**Instructions to follow**
For each statement below, say whether it agrees with the ORENCIA study text: answer yes or no and quote the words of the text that decide it.
1. In Period A, patients with the Polyarticular-RF positive subtype had an ACR Pedi 30 response of 68.4 percent.
2. Among patients who received prior biological treatment, 24.6 percent achieved an ACR Pedi 70 response rate.
3. Of the patients entering Period B, 62 were randomized to remain on ORENCIA.

BEGIN Text block

In Period A of the study, ORENCIA demonstrated consistent improvement in ACR Pedi 30 with similar responses across all JIA subtypes (Oligoarticular extended, 59.3 percent; Polyarticular-RF positive, 68.4 percent; Polyarticular-RF negative 64.3 percent; and Systemic JIA with polyarticular course, 64.9 percent). In patients who were inadequate responders to DMARDs including MTX and were new to biologic treatment, ORENCIA demonstrated meaningful ACR Pedi response rates with 76 percent of patients achieving an ACR Pedi 30 response rate, 60 percent achieving an ACR Pedi 50 response rate, 36 percent achieving an ACR Pedi 70 response rate and 17 percent achieving an ACR Pedi 90 response rate. In patients who received prior biological treatment, 38.6 percent achieved an ACR Pedi 30 response rate, 24.6 percent achieved an ACR Pedi 50 response rate, 10.5 percent achieved an ACR Pedi 70 response rate and 1.8 percent achieved an ACR Pedi 90 response rate.
In Period B of the study, patients who completed Period A and achieved an ACR Pedi 30 response were eligible to enter this six-month, double-blind phase. Patients entering Period B (n=122) were randomized to remain on ORENCIA (n=60) or receive placebo (n=62) for six months.

END Text block
BEGIN Provided information

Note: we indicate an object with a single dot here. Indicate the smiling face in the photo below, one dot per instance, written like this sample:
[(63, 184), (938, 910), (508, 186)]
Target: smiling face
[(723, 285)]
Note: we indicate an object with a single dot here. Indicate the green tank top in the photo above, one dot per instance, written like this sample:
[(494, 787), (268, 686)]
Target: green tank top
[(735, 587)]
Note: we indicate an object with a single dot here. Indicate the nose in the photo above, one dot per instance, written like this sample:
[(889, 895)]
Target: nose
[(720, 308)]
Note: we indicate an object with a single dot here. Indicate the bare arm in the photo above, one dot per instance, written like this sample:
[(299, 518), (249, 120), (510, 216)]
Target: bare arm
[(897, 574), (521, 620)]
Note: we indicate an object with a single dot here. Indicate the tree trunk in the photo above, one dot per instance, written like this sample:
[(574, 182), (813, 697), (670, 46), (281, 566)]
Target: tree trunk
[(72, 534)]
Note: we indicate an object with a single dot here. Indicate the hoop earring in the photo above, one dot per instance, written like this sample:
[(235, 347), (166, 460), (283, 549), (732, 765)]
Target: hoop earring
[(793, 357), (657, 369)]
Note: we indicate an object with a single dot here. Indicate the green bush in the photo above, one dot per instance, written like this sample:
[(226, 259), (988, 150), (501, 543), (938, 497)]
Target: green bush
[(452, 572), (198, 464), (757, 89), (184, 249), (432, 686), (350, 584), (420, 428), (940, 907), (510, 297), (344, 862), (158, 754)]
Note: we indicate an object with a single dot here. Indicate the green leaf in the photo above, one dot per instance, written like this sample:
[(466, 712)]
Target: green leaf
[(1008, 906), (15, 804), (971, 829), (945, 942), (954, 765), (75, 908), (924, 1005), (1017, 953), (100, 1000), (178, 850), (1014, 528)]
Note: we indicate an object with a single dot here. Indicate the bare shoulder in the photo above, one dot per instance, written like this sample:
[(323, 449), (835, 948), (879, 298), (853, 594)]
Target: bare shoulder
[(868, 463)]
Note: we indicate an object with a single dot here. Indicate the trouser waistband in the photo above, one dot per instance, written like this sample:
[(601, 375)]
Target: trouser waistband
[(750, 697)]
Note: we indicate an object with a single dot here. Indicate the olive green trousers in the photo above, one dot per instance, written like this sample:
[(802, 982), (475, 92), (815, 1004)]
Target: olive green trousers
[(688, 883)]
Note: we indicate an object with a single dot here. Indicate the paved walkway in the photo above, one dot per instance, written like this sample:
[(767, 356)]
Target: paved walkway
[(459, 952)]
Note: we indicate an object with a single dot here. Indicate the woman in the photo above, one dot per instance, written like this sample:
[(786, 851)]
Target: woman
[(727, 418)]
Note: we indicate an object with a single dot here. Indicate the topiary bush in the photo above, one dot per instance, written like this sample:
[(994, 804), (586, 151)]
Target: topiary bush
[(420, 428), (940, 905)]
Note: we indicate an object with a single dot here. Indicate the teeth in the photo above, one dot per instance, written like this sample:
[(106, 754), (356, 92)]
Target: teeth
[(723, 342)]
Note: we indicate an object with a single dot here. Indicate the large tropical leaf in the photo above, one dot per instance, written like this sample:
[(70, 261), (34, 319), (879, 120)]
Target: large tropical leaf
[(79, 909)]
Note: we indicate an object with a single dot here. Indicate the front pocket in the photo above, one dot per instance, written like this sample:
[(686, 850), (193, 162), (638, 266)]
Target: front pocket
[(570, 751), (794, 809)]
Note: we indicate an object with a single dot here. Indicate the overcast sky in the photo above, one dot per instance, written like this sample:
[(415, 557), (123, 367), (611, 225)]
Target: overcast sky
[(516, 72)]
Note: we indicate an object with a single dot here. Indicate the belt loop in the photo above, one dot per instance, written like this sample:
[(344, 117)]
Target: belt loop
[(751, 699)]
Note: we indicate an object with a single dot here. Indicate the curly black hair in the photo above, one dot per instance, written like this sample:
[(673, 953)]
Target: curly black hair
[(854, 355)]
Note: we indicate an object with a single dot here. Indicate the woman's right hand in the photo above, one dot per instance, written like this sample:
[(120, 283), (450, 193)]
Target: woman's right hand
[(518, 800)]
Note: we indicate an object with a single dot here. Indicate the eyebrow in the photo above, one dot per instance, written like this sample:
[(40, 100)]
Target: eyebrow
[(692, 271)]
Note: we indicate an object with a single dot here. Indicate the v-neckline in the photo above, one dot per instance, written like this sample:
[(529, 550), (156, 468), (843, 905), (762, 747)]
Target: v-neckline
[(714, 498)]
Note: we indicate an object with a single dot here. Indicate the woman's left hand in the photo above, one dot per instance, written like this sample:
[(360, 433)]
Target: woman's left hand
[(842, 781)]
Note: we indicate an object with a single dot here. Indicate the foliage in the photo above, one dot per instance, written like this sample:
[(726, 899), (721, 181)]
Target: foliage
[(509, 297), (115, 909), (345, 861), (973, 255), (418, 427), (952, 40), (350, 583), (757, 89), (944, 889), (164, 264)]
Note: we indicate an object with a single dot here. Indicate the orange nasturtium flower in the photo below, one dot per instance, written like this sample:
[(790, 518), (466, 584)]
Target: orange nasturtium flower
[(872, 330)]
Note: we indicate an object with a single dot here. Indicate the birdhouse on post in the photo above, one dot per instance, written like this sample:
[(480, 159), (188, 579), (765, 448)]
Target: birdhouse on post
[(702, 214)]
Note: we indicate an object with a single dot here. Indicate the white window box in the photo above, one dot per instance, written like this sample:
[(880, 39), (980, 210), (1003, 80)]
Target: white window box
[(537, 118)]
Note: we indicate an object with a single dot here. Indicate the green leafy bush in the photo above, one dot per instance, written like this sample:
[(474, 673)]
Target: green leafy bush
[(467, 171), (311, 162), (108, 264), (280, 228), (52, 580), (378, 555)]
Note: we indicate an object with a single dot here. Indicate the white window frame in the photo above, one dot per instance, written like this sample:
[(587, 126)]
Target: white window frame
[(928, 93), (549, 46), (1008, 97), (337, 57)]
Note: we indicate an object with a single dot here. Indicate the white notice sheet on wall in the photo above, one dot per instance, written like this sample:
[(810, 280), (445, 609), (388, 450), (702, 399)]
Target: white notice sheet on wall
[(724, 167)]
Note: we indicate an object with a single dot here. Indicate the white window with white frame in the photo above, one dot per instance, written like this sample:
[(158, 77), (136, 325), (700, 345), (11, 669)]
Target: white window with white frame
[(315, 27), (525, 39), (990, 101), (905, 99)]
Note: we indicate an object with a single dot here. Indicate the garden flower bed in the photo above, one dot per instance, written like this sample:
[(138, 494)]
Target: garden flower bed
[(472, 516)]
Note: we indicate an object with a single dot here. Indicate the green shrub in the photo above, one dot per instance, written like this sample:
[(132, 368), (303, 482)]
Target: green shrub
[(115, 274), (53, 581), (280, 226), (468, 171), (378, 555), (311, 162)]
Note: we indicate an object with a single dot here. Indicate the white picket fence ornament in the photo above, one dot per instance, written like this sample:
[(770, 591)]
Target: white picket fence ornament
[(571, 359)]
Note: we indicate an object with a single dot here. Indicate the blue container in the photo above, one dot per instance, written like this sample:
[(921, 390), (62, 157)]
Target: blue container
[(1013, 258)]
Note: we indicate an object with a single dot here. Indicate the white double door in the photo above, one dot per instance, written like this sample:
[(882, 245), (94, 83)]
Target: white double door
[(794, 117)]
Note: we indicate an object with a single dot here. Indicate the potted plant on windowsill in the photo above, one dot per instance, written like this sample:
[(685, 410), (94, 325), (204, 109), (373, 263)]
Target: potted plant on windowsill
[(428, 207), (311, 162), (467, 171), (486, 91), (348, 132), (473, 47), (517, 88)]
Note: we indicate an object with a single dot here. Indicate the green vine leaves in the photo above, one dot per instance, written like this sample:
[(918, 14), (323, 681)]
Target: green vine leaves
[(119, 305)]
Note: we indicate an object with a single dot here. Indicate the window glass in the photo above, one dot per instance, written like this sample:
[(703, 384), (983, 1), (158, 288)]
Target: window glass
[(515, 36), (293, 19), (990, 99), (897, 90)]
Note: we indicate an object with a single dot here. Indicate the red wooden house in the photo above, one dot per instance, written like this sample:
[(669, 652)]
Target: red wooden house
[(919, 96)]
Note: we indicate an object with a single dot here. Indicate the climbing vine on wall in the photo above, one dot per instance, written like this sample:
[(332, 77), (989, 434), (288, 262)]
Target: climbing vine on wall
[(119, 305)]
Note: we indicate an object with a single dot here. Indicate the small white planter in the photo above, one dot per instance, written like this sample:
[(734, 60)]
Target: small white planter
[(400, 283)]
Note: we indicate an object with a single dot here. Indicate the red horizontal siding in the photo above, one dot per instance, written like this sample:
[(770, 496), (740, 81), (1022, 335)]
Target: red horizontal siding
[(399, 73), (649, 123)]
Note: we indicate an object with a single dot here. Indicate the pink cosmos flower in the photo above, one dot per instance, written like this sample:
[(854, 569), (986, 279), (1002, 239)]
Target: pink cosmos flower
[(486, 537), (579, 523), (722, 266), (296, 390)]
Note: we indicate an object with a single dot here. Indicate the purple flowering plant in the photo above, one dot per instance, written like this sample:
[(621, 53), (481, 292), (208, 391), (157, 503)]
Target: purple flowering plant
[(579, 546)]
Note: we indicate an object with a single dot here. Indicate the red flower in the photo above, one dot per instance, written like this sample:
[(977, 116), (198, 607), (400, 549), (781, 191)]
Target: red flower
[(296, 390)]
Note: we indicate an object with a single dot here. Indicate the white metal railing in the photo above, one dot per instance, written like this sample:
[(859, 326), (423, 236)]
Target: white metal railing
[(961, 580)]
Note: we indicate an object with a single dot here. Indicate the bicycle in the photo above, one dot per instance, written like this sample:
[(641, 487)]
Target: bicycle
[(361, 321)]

END Provided information

**Reply**
1. Yes: "Polyarticular-RF positive, 68.4 percent"
2. No: "10.5 percent achieved an ACR Pedi 70 response rate"
3. No: "randomized to remain on ORENCIA (n=60) or receive placebo (n=62)"